Start of Supplied data

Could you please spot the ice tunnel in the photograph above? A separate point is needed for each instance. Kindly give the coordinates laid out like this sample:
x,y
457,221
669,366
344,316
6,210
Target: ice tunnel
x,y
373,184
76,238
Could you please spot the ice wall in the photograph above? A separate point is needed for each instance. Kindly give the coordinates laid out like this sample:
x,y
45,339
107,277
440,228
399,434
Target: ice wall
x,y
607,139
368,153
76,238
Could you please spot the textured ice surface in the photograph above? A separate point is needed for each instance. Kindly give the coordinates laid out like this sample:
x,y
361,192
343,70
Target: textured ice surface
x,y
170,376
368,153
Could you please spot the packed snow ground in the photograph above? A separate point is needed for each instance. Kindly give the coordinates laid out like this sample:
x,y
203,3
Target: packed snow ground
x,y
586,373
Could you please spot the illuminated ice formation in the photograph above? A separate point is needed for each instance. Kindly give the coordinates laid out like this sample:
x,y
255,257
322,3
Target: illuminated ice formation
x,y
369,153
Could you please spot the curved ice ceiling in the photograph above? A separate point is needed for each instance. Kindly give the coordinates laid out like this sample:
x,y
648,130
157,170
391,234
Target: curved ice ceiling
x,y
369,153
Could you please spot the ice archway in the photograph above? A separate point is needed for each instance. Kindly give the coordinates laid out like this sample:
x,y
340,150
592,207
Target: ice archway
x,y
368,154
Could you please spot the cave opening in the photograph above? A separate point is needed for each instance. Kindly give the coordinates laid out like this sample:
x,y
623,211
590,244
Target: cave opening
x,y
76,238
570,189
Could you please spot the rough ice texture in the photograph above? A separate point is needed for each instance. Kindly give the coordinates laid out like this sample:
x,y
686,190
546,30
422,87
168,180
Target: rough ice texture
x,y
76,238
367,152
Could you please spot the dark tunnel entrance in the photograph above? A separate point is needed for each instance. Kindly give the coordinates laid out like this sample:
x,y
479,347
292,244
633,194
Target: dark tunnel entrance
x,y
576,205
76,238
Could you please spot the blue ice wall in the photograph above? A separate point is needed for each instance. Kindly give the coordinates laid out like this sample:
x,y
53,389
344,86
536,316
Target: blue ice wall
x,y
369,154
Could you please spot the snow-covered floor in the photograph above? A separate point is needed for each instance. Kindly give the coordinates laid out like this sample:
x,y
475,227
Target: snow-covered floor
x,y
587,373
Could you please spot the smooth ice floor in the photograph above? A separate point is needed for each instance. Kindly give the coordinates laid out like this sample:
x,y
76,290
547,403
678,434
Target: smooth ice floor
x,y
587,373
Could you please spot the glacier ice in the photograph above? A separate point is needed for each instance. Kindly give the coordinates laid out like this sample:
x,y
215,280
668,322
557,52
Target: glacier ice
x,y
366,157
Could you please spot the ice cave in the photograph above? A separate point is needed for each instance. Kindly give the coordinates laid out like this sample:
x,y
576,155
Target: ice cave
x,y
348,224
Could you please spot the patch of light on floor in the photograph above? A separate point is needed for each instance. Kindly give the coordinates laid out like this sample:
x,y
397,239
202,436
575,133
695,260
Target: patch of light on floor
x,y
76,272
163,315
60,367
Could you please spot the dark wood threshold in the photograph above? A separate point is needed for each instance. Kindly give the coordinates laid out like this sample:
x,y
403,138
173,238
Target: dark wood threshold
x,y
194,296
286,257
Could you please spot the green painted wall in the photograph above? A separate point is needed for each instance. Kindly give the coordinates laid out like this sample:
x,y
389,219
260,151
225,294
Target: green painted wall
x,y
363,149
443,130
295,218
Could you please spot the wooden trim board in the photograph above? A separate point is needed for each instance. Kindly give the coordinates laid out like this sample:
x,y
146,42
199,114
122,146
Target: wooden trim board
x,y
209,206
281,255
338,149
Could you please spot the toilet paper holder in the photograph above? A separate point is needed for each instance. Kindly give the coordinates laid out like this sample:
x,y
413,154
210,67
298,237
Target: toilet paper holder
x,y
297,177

End of Supplied data

**Task details:**
The listing above should be transcribed in full, exactly as written.

**Solution for this problem:**
Could you please spot the ice tunnel in the photograph above? A separate point is needed for each instance. Kindly give the coordinates laid out like this sample:
x,y
457,221
669,366
344,316
6,210
Target: ice tunnel
x,y
373,184
76,238
Could you please spot the ice wall in the photograph above? A separate point is needed for each instance. Kindly give the coordinates laid out like this sample:
x,y
45,339
107,277
440,228
399,434
Target: ice wall
x,y
607,139
368,153
76,238
Could you please spot the textured ice surface in the photograph above? A separate point is needed for each instance. Kindly give the coordinates laid out like this sample:
x,y
361,192
343,70
Target: textured ice surface
x,y
170,376
368,153
Could you please spot the packed snow ground in the photograph above? A separate point is needed for each instance. Kindly give the coordinates laid out like this sample:
x,y
203,3
Target: packed snow ground
x,y
586,373
Could you please spot the illuminated ice formation in the photograph above? A separate point is needed for each instance. Kindly give the coordinates laid out like this sample:
x,y
255,257
322,3
Target: illuminated ice formation
x,y
369,153
Could you please spot the curved ice ceiling in the photograph above? A separate point is needed for each instance. Kindly give the coordinates laid out like this sample:
x,y
648,130
157,170
391,234
Target: curved ice ceiling
x,y
369,153
Could you please spot the ice archway in the photograph above? A separate point is needed for each instance. Kindly give the coordinates laid out like this sample:
x,y
340,150
592,207
Target: ice archway
x,y
368,154
Could you please spot the cave opening in the photograph above? A separate point is needed for each instance. Kindly give the coordinates laid out like this sample:
x,y
623,211
590,244
Target: cave opening
x,y
76,238
570,189
Could you please spot the rough ice texture in the photograph above? A separate point is needed for each instance. Kindly give the coordinates laid out like this sample:
x,y
686,190
546,30
422,87
168,180
Target: rough ice texture
x,y
76,238
367,152
Could you please spot the dark tunnel entrance in the photograph above? A separate point is needed for each instance. Kindly give the coordinates laid out like this sample:
x,y
479,347
292,244
633,194
Target: dark tunnel entrance
x,y
576,205
76,238
Could you please spot the blue ice wall in the photograph above? A separate point is needed for each instance. Kindly give the coordinates laid out like this sample:
x,y
53,389
344,86
536,316
Target: blue ice wall
x,y
369,154
Could you please spot the snow-covered floor in the photograph above? A separate point is needed for each instance. Kindly give the coordinates laid out like this sample:
x,y
475,227
Target: snow-covered floor
x,y
587,373
Could you please spot the smooth ice floor in the photograph above? A separate point is needed for each instance. Kindly give the coordinates laid out like this sample:
x,y
76,290
547,403
678,434
Target: smooth ice floor
x,y
587,373
Could you please spot the glacier ice in the photograph above? A separate point is needed for each instance. Kindly give the coordinates laid out like this sample:
x,y
215,280
668,322
557,52
Target: glacier ice
x,y
366,157
Could you please spot the ice cave in the photograph above? A separate point is needed for each instance. Kindly give the coordinates laid out like this sample:
x,y
576,155
Target: ice cave
x,y
348,224
Could you please spot the patch of light on floor in the photograph above? A separate point is needed for each instance. Kindly give the coordinates laid out like this sample:
x,y
397,239
202,436
575,133
695,260
Target: patch of light on floor
x,y
76,272
163,315
60,367
Could you please spot the dark wood threshold in the photograph above? A separate point is needed for each instance. Kindly give the coordinates laid out like this sample:
x,y
403,138
173,238
Target: dark wood threshold
x,y
194,296
286,257
Could you please spot the green painted wall in the photograph above? A separate point is needed for each instance. Kindly give the coordinates laid out like this sample:
x,y
389,219
260,151
225,294
Target: green painted wall
x,y
363,149
443,130
295,218
Could you please spot the wooden trim board in the photograph above? A separate point is needed for each instance. Kindly give the coordinates laid out like this sample:
x,y
146,42
199,114
122,146
Target: wooden trim board
x,y
209,206
281,255
338,149
Could you please spot the toilet paper holder in the photograph above? A separate point is needed for each instance. Kindly give the coordinates laid out like this sample:
x,y
413,154
210,67
298,237
Target: toilet paper holder
x,y
297,177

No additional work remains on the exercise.